SHORT EXERCISE: Return the following lines and nothing else: the one holding "[tag] one dot per instance, sample [488,109]." and all those after it in the records below, unchanged, minus any pictures.

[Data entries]
╭──
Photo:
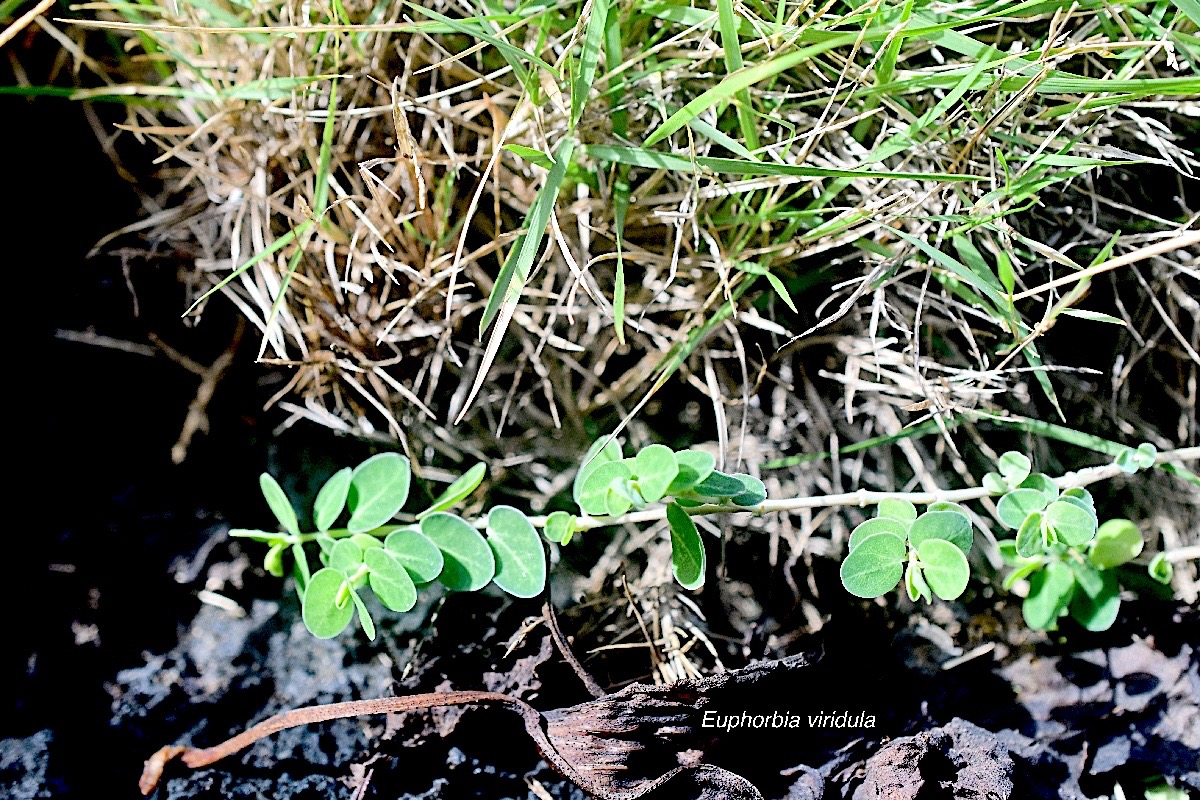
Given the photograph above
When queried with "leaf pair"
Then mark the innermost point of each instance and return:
(934, 545)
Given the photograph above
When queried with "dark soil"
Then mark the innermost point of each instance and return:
(115, 655)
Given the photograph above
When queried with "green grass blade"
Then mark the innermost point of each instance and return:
(732, 46)
(589, 59)
(513, 276)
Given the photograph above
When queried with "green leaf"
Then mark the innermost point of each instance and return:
(1019, 504)
(948, 525)
(754, 493)
(459, 491)
(1014, 468)
(1116, 542)
(655, 468)
(331, 499)
(346, 557)
(916, 584)
(719, 485)
(995, 483)
(274, 560)
(322, 614)
(945, 566)
(559, 527)
(589, 58)
(877, 525)
(468, 561)
(694, 467)
(1097, 603)
(1043, 483)
(894, 509)
(687, 548)
(598, 455)
(593, 495)
(390, 581)
(1050, 591)
(378, 489)
(1071, 524)
(277, 499)
(520, 560)
(532, 155)
(420, 557)
(1030, 541)
(1161, 569)
(875, 566)
(364, 615)
(1021, 571)
(515, 272)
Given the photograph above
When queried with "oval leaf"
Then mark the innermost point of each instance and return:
(1019, 504)
(331, 499)
(947, 525)
(322, 614)
(468, 560)
(1043, 483)
(687, 548)
(945, 566)
(1117, 542)
(520, 560)
(1096, 607)
(1014, 468)
(559, 527)
(1071, 524)
(378, 489)
(459, 491)
(657, 468)
(754, 491)
(593, 494)
(877, 525)
(875, 566)
(916, 584)
(897, 509)
(1050, 590)
(420, 557)
(1030, 541)
(694, 467)
(598, 455)
(277, 499)
(346, 557)
(390, 581)
(719, 485)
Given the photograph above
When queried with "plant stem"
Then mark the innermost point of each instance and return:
(862, 498)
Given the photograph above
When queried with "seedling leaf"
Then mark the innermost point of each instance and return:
(875, 566)
(687, 548)
(390, 581)
(945, 566)
(1017, 505)
(559, 527)
(1050, 590)
(520, 560)
(277, 499)
(694, 467)
(331, 499)
(459, 491)
(1071, 524)
(1097, 603)
(468, 561)
(1116, 542)
(420, 557)
(948, 525)
(657, 468)
(322, 614)
(378, 489)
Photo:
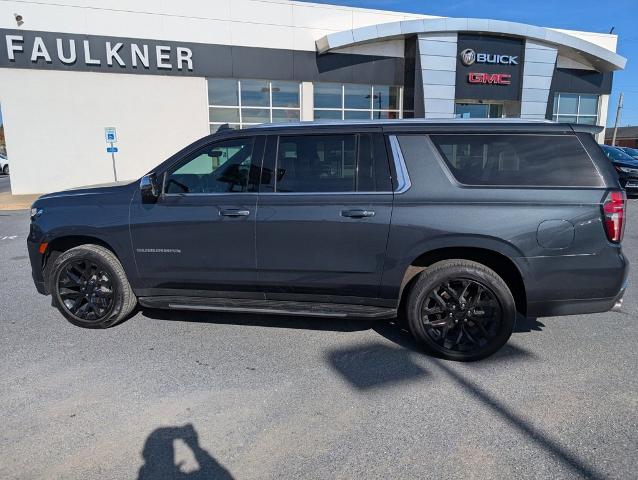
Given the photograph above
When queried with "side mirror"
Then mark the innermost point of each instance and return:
(149, 188)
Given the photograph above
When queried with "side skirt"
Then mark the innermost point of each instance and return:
(273, 307)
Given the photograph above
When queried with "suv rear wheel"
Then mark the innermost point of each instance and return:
(90, 288)
(461, 310)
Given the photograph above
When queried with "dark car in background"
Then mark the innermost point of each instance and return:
(457, 227)
(632, 152)
(625, 165)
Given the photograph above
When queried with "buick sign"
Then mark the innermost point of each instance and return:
(469, 56)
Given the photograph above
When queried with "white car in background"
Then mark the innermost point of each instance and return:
(4, 165)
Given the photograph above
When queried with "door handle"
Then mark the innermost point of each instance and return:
(357, 213)
(234, 212)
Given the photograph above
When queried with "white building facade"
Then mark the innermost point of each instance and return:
(164, 73)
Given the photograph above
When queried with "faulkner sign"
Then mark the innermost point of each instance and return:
(488, 68)
(25, 49)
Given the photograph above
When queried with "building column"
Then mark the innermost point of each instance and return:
(438, 53)
(538, 70)
(603, 111)
(307, 102)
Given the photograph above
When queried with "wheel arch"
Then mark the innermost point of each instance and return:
(62, 243)
(502, 264)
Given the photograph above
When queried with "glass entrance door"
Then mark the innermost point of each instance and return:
(478, 110)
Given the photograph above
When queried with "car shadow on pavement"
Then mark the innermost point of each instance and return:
(257, 320)
(159, 457)
(360, 372)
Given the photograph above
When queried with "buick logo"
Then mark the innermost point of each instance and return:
(468, 57)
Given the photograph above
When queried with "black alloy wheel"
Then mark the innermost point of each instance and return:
(461, 315)
(460, 310)
(86, 290)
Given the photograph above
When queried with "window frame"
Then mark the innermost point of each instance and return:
(371, 110)
(270, 108)
(448, 171)
(556, 115)
(258, 145)
(271, 159)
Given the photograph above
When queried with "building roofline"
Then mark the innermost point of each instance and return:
(412, 122)
(601, 58)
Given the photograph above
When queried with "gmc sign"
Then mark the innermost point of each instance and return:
(490, 78)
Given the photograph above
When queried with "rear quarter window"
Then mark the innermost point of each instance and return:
(518, 160)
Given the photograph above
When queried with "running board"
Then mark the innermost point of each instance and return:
(272, 307)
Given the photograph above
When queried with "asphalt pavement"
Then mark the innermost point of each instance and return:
(190, 395)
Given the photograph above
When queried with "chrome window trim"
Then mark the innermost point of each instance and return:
(403, 176)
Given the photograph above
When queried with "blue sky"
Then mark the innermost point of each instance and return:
(590, 15)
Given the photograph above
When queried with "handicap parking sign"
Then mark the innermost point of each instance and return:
(110, 135)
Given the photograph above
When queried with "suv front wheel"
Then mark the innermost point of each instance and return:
(89, 287)
(461, 310)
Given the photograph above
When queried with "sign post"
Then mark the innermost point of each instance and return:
(110, 135)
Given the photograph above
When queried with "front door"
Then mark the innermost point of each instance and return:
(324, 214)
(200, 234)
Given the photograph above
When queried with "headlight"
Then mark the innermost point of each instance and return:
(35, 212)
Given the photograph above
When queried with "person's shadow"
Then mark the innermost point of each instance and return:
(159, 457)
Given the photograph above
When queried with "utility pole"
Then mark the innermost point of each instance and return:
(613, 139)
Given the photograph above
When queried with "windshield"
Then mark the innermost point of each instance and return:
(616, 154)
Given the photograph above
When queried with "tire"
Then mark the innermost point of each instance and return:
(92, 276)
(464, 302)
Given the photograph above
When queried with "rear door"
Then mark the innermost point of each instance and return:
(324, 213)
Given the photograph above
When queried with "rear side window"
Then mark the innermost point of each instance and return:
(518, 160)
(331, 163)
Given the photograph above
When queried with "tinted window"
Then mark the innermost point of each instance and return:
(330, 163)
(617, 154)
(219, 168)
(526, 160)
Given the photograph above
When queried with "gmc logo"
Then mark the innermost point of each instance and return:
(490, 78)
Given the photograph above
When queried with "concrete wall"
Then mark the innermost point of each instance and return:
(55, 124)
(252, 23)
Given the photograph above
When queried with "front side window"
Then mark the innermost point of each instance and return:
(223, 167)
(331, 163)
(514, 160)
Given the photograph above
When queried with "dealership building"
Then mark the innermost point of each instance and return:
(154, 76)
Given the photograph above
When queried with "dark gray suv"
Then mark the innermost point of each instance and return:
(455, 225)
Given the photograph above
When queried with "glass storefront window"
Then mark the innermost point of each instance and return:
(334, 101)
(222, 91)
(357, 96)
(224, 115)
(328, 114)
(328, 95)
(478, 110)
(242, 103)
(285, 115)
(357, 115)
(385, 98)
(285, 94)
(255, 115)
(575, 108)
(254, 93)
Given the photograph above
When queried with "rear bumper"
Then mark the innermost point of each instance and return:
(557, 308)
(578, 285)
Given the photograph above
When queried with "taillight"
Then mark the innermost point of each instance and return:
(614, 215)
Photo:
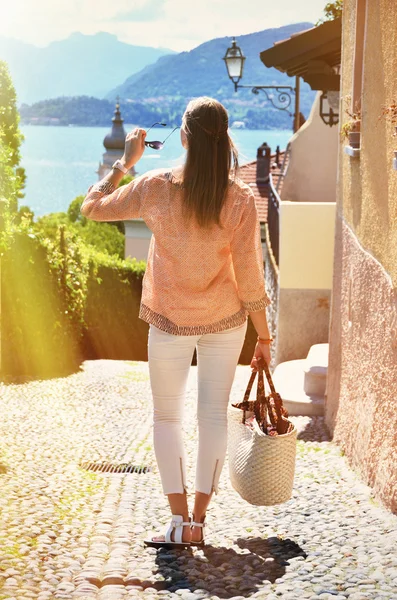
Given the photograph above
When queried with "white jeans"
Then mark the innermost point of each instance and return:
(170, 357)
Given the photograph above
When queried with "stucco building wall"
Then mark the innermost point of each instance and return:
(305, 280)
(361, 399)
(313, 160)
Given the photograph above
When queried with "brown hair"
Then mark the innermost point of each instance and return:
(211, 159)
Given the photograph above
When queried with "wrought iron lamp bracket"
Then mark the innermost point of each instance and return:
(283, 92)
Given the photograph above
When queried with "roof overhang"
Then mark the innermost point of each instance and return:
(313, 54)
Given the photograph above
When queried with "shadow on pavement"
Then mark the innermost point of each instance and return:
(224, 572)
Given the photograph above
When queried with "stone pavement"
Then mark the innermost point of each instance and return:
(68, 532)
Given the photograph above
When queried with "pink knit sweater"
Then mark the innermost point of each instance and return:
(196, 281)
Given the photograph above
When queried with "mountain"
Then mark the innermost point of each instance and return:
(172, 80)
(78, 65)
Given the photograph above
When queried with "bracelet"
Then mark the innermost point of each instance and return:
(104, 187)
(268, 341)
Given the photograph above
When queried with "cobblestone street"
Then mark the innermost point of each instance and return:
(69, 532)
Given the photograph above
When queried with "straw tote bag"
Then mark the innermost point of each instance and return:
(261, 445)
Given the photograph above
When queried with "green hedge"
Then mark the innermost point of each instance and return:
(63, 303)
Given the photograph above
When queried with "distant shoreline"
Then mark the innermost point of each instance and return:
(127, 125)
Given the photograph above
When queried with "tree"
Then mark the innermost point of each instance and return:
(11, 139)
(9, 117)
(332, 11)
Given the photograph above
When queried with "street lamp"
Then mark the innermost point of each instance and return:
(234, 60)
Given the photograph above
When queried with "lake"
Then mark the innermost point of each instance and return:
(61, 162)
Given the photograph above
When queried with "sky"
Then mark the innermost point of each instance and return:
(175, 24)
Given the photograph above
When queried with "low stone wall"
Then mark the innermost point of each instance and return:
(303, 320)
(271, 281)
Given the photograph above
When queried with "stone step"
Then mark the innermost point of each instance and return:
(315, 370)
(288, 378)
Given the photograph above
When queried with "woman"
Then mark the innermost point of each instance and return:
(204, 276)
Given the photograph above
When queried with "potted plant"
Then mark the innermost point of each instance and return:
(389, 113)
(351, 129)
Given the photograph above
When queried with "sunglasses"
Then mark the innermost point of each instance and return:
(156, 145)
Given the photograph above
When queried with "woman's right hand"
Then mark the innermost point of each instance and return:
(134, 147)
(261, 351)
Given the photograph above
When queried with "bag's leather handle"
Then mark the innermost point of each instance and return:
(276, 411)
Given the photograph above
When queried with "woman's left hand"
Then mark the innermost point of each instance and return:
(134, 147)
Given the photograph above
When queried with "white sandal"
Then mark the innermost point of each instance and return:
(202, 525)
(177, 524)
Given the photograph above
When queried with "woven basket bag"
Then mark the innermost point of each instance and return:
(261, 455)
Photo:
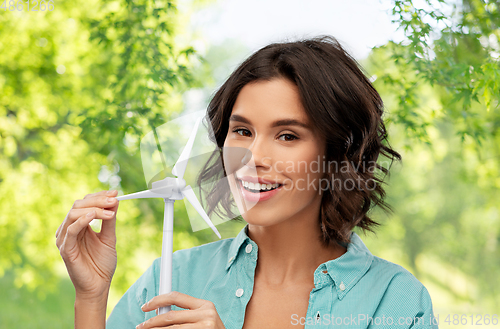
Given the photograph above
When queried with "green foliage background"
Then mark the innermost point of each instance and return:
(80, 86)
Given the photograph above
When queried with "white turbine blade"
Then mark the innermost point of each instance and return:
(140, 195)
(188, 193)
(181, 164)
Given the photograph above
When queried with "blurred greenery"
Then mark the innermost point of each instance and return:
(81, 85)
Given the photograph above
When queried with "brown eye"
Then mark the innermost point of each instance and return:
(293, 137)
(240, 129)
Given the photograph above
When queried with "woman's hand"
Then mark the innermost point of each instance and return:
(90, 257)
(199, 313)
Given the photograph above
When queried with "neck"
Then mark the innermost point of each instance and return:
(290, 252)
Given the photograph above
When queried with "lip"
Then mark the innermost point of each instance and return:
(256, 197)
(251, 179)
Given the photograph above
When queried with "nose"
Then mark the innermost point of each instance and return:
(257, 155)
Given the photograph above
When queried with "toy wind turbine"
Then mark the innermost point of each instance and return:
(171, 189)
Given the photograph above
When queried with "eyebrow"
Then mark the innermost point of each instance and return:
(277, 123)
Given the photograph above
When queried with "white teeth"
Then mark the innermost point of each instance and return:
(258, 186)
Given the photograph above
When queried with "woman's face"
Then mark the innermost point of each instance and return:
(269, 120)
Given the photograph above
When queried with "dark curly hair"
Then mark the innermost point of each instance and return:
(344, 108)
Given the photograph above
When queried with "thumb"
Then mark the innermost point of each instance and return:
(108, 226)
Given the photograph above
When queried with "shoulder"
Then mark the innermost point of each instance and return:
(400, 293)
(396, 278)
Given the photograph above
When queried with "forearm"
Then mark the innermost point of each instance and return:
(90, 314)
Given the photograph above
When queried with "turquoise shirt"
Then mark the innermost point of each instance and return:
(355, 290)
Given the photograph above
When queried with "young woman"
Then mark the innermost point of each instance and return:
(312, 122)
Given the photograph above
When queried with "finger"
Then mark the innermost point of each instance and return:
(173, 298)
(175, 317)
(101, 213)
(101, 193)
(108, 227)
(74, 214)
(72, 232)
(100, 201)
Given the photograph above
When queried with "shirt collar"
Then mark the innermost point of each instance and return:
(345, 270)
(236, 244)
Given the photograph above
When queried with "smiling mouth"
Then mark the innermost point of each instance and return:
(240, 182)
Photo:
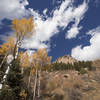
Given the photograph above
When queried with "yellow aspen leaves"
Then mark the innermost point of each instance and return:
(25, 60)
(23, 94)
(7, 47)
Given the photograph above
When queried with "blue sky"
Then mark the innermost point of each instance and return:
(63, 26)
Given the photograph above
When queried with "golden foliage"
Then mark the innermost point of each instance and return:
(23, 94)
(7, 47)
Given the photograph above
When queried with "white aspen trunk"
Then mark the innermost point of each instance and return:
(29, 82)
(35, 85)
(3, 60)
(39, 83)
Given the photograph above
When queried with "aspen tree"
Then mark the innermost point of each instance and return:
(40, 59)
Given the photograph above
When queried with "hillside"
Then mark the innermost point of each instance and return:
(65, 79)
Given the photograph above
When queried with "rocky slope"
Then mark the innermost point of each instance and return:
(66, 59)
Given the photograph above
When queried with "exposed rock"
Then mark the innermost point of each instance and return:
(66, 59)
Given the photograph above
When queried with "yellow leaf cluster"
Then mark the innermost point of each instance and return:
(23, 94)
(7, 47)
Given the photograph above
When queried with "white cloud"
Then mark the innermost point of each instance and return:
(91, 52)
(78, 14)
(72, 33)
(10, 9)
(61, 17)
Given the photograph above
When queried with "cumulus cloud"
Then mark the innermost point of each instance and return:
(91, 52)
(78, 14)
(49, 26)
(10, 9)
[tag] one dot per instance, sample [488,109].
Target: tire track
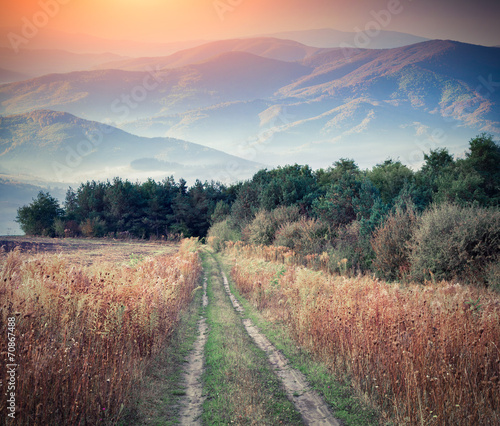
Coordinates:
[313,409]
[192,402]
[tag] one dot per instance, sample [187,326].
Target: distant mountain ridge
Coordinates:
[331,103]
[330,38]
[271,48]
[59,147]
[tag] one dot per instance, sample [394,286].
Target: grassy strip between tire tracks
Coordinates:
[157,401]
[241,388]
[350,408]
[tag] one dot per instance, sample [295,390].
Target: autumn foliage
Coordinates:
[425,354]
[84,335]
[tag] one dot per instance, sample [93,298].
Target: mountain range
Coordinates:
[221,110]
[275,101]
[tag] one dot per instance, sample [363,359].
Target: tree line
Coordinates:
[339,209]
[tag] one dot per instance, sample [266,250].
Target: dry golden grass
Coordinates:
[426,354]
[84,335]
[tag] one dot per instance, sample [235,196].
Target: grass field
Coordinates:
[85,317]
[424,354]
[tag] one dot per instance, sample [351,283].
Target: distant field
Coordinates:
[81,319]
[85,252]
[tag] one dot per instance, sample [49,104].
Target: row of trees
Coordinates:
[339,210]
[121,208]
[442,221]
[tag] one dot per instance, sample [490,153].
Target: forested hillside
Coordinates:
[441,221]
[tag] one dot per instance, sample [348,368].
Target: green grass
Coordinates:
[240,385]
[156,402]
[346,405]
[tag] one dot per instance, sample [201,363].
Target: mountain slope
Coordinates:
╰──
WRITTEN REPLY:
[tag] one dot per instance, sample [488,109].
Target: tire track
Coordinates:
[313,409]
[192,402]
[tag] one dot per instance, sample [187,326].
Target: distant mountain ridge
Coordinates:
[331,103]
[330,38]
[271,48]
[59,147]
[tag] one dot per instance, sample [394,286].
Target: grassy strip between tire tracks
Coordinates:
[157,401]
[241,388]
[350,408]
[tag] one dot per instance, sample [295,390].
Target: autumn foliage
Coordinates:
[425,354]
[84,335]
[tag] one dot per instance, sample [93,298].
Target: mountain range
Coordinates:
[221,110]
[275,101]
[tag] one dot per instance, sample [363,359].
Target: tree line
Coordinates:
[339,209]
[tag] one dot per instance, sample [266,250].
Target: dry golden grass
Coordinates:
[426,354]
[84,335]
[tag] one dot per instance, sample [235,196].
Target: grass field
Coordinates:
[85,317]
[424,354]
[tag] one dot per instance, sample [351,283].
Target: distant field
Coordinates:
[81,319]
[85,252]
[tag] one dot per instance, sample [49,104].
Target: row of trees
Coordinates:
[339,210]
[121,208]
[442,221]
[tag] one dot per instance, sample [490,153].
Target: forested hillside
Coordinates:
[441,221]
[tag] one dot per instance, sample [348,368].
Target: green grass
Coordinates:
[240,385]
[156,402]
[346,405]
[tag] one dot per instance, sample [201,363].
Target: mountain slope
Coordinates:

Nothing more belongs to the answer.